Aim of the task:
Return the lines below verbatim, beginning with the line that contains "In this exercise you will find the sunlight" and continuing through the final line, with both of these lines included.

Provided records:
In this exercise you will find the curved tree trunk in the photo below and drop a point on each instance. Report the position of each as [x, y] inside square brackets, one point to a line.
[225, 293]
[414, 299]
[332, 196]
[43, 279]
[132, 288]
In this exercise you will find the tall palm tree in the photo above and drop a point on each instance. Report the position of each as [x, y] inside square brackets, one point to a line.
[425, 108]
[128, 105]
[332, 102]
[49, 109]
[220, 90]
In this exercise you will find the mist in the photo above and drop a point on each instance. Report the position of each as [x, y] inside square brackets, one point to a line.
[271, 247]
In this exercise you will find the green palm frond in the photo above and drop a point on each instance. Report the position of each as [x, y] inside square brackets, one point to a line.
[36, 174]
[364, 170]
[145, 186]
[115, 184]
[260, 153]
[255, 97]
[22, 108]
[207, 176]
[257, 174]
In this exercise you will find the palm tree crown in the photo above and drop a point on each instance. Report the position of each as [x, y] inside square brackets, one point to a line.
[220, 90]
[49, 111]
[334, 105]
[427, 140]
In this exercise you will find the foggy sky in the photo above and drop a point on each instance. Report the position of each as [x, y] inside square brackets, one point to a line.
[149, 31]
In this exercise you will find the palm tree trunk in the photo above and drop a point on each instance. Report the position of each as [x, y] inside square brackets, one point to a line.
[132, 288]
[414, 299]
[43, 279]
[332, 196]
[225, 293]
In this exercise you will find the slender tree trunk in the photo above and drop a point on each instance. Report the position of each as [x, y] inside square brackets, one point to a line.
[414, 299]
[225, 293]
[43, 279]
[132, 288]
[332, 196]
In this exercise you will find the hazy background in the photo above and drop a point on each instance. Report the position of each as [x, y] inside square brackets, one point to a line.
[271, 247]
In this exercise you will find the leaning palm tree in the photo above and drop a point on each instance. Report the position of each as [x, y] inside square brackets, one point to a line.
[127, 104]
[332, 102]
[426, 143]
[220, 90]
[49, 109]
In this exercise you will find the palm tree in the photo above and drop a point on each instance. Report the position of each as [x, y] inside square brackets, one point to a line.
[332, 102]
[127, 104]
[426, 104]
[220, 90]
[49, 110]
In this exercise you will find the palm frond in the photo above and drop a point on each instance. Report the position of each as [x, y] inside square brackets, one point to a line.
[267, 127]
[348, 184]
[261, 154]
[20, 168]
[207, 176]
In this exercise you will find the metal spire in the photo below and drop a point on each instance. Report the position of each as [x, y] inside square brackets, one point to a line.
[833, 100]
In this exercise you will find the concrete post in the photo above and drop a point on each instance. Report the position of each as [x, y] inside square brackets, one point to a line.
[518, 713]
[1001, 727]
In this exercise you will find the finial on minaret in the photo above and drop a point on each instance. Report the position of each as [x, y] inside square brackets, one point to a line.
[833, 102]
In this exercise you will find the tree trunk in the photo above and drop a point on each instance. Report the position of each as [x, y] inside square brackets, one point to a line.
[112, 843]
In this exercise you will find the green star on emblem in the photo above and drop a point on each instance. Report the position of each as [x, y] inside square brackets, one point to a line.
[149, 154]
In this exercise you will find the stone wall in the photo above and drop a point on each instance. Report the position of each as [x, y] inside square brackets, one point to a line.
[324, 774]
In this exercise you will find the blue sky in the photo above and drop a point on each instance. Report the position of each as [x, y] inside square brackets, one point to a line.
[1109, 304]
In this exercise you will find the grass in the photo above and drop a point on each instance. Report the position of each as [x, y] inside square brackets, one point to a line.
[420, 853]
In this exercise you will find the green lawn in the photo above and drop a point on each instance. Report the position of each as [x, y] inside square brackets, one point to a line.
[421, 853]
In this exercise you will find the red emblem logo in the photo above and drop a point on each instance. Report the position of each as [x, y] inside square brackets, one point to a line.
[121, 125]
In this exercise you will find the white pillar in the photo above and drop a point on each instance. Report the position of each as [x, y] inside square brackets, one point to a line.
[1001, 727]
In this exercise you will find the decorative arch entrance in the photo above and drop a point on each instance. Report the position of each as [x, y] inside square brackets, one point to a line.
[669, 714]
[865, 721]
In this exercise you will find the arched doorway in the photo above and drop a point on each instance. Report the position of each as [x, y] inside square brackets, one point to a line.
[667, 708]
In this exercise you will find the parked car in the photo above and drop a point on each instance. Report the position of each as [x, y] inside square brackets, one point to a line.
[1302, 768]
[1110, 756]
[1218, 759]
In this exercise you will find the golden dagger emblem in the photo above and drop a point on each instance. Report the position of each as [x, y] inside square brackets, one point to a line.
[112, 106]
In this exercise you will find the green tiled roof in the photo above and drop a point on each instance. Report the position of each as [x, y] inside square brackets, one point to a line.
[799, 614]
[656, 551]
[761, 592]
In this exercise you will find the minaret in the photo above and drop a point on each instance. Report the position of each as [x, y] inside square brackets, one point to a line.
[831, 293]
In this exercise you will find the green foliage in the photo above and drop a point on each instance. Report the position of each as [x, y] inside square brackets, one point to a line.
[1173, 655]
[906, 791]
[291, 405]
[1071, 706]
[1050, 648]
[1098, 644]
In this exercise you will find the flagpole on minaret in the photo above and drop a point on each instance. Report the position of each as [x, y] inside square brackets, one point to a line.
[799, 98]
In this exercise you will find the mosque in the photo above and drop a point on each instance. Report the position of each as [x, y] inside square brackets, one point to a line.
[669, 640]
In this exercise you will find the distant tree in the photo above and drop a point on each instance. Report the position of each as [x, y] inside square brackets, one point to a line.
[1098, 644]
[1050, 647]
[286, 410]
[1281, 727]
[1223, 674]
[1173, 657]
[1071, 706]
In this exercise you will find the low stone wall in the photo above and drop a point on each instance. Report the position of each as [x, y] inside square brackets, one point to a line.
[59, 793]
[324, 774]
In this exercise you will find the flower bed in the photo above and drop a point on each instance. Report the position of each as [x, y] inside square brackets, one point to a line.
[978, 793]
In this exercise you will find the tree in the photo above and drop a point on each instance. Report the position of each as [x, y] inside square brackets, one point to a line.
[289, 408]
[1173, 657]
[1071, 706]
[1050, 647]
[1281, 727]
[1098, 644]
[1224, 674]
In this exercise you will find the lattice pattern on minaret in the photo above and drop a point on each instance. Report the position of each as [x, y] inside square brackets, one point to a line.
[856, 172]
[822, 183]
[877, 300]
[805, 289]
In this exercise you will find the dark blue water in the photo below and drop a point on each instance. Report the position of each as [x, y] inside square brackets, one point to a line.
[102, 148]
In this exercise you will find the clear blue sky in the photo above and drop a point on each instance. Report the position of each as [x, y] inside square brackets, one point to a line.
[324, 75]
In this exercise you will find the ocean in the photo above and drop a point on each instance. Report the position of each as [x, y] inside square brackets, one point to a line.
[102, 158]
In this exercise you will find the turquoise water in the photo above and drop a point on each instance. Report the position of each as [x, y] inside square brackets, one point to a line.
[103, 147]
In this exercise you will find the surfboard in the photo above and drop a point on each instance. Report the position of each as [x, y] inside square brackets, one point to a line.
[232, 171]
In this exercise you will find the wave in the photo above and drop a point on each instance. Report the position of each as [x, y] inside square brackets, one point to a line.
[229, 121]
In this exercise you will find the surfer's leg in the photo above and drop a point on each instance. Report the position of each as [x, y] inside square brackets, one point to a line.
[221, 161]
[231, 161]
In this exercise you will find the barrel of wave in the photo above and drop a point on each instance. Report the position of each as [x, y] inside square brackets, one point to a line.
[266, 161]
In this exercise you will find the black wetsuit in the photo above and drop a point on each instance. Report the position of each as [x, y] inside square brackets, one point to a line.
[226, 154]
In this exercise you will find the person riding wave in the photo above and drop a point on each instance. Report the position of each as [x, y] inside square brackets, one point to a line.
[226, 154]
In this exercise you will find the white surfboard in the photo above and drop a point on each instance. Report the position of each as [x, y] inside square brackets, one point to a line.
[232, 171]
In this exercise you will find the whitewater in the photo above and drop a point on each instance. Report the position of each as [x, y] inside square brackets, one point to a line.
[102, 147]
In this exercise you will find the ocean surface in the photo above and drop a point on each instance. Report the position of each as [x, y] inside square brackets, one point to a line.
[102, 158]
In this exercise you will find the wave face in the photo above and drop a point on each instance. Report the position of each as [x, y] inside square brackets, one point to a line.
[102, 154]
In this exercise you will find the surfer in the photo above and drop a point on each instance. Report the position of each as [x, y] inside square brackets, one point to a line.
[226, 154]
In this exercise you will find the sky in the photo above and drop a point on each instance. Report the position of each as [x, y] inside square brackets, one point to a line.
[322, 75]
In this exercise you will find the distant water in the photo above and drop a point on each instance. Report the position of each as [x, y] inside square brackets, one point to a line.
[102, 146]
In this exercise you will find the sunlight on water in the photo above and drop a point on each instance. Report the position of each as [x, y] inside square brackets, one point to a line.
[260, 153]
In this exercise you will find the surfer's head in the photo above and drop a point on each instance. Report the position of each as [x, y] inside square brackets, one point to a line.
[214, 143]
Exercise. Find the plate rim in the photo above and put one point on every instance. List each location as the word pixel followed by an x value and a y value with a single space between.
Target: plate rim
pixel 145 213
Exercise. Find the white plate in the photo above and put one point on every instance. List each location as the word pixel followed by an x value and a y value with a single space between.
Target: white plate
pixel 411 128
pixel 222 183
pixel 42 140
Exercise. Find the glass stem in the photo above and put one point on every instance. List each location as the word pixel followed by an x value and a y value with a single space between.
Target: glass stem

Right answer:
In this exercise you will find the sunlight on water in the photo above and drop a point on each instance. Report the position of each as [x, y] inside square brackets, one point to a line.
[260, 153]
In this exercise you will find the surfer's head in the photo above and drop a point on each instance. Report the position of each as [x, y] inside square brackets, one point to a line.
[214, 143]
Exercise. Find the plate rim in the photo above and put one point on every instance. List each location as the word pixel followed by an x value and a y value with a single space between.
Target: plate rim
pixel 145 213
Exercise. Find the white plate in the photo above and put one point on every instance. List each location as the word pixel followed by an x value and a y value with a single space between.
Target: white plate
pixel 411 128
pixel 222 183
pixel 42 140
Exercise. Find the glass stem in the photo above and put one point on every instance. List each location as the word pixel followed by an x value and a y value with a single space between.
Target: glass stem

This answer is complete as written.